━━ EXERCISE INPUT

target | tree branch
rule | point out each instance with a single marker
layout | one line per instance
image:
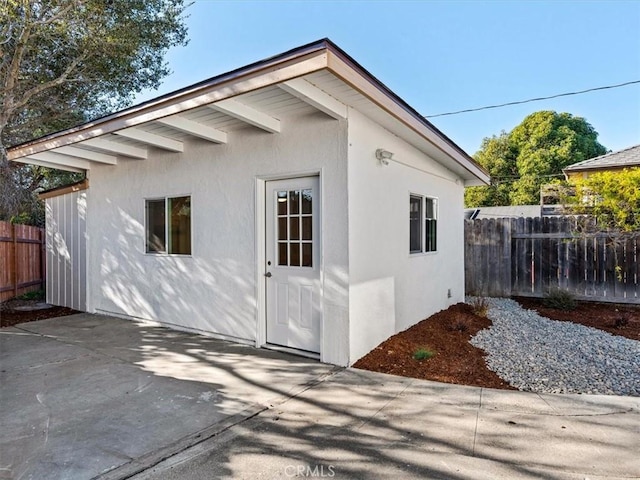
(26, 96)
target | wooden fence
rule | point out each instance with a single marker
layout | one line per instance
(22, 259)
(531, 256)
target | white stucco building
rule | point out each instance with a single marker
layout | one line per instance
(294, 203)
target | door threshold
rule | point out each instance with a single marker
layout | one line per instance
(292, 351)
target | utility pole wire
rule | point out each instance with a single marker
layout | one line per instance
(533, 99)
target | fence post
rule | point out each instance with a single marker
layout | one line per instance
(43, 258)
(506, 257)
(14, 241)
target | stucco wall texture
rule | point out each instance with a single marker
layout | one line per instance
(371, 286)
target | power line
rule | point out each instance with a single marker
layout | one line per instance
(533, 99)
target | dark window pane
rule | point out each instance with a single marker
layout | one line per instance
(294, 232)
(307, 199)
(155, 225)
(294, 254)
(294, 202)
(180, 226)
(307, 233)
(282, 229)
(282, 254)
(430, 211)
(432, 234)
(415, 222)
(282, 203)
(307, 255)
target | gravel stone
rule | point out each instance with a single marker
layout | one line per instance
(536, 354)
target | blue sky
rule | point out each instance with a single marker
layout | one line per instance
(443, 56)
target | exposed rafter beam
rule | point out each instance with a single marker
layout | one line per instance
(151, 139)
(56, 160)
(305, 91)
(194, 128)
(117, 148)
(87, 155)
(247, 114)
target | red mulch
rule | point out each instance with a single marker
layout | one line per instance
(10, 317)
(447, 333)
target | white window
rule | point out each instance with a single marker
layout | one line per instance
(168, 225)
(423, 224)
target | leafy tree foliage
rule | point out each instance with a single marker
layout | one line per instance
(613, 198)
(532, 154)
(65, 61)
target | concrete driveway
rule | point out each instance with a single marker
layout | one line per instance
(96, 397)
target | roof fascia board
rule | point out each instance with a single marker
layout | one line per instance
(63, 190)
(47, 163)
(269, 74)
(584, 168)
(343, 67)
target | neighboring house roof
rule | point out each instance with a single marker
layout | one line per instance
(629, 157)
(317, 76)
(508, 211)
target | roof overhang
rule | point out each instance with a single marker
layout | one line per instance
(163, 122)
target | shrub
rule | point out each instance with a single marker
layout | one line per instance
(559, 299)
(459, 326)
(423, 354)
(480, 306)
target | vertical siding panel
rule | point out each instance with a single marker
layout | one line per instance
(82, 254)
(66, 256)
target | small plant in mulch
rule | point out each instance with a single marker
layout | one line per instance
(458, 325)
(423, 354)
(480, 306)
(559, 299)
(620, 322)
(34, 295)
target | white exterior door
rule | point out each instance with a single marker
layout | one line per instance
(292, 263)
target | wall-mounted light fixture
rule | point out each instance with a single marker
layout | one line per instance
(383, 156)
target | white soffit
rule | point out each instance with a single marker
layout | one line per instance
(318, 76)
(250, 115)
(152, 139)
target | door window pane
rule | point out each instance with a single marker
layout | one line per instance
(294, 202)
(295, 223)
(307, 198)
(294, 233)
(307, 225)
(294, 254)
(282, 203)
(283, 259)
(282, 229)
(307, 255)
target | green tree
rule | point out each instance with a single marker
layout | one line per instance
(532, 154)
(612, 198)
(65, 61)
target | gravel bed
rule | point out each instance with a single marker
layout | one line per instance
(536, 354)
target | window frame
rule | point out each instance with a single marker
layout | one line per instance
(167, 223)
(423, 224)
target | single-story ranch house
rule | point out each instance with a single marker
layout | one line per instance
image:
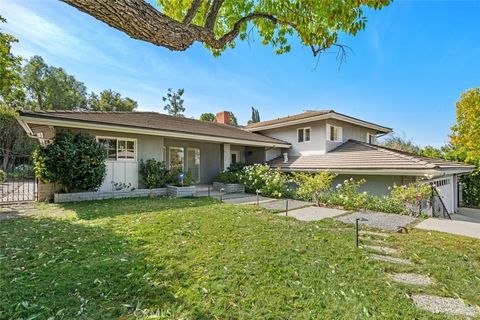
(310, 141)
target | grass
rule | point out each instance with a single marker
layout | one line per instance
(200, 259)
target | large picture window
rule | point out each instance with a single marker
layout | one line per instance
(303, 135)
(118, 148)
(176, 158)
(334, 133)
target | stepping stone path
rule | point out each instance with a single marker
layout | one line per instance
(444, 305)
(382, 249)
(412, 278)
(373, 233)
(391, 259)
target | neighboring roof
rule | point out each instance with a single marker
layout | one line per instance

━━━━

(TASK TO COMPLETE): Please filter the listing down to lines that include the word "mulch".

(WRITTEN ANSWER):
target | red mulch
target | small plant in mulch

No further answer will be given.